PROBLEM DETAILS:
Find every line in the entries below that contains the word "baby", and copy each of those lines.

DATA LISTING:
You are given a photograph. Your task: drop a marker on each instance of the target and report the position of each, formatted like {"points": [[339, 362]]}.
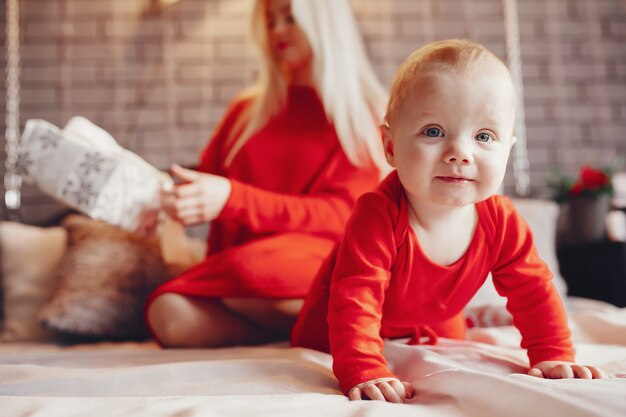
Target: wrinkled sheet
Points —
{"points": [[483, 376]]}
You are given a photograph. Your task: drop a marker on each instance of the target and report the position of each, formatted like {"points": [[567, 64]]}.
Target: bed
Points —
{"points": [[482, 376]]}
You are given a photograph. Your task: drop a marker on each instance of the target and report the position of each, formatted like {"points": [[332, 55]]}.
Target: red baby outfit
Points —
{"points": [[384, 286], [292, 191]]}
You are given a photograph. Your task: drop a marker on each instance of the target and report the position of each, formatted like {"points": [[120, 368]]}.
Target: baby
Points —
{"points": [[417, 249]]}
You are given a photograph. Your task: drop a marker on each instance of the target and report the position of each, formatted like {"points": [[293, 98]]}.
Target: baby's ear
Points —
{"points": [[385, 133]]}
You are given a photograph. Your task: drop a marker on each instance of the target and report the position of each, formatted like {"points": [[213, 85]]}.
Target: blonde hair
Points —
{"points": [[446, 55], [354, 100]]}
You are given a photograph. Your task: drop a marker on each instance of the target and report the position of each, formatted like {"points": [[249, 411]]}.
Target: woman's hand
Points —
{"points": [[199, 198], [564, 370], [382, 389]]}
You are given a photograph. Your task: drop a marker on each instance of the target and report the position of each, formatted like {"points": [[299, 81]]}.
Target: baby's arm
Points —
{"points": [[382, 389], [565, 370]]}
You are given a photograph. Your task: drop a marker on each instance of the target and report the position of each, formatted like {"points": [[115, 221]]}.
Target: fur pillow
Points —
{"points": [[28, 257], [104, 280]]}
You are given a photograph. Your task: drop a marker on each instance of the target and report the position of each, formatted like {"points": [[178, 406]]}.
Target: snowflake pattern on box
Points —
{"points": [[98, 183]]}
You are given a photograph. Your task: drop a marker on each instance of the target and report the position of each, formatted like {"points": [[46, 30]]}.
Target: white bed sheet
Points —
{"points": [[482, 377]]}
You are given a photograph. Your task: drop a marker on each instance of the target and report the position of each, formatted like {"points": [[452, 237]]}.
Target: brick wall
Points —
{"points": [[159, 82]]}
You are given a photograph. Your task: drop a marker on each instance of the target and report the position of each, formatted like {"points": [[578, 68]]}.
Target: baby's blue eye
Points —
{"points": [[433, 132], [483, 137]]}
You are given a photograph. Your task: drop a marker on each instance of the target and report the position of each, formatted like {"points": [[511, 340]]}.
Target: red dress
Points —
{"points": [[380, 284], [293, 189]]}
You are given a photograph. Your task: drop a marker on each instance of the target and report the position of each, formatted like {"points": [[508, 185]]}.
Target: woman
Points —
{"points": [[277, 180]]}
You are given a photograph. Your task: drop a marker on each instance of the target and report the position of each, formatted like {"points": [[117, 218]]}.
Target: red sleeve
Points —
{"points": [[324, 210], [524, 278], [357, 292], [212, 156]]}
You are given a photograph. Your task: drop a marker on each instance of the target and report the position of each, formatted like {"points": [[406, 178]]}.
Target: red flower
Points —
{"points": [[577, 188], [591, 178]]}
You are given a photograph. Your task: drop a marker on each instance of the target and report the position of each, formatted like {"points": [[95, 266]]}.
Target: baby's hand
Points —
{"points": [[382, 389], [563, 370]]}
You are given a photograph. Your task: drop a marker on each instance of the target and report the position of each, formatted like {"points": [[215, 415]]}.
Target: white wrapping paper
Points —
{"points": [[84, 167]]}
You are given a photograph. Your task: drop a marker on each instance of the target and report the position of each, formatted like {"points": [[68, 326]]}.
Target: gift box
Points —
{"points": [[85, 168]]}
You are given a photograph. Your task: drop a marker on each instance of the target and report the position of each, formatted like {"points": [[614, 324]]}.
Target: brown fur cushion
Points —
{"points": [[104, 280]]}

THE ANSWER:
Target: red baby outfit
Target: baby
Target: baby's ear
Target: baby's arm
Target: baby's blue eye
Target: baby's hand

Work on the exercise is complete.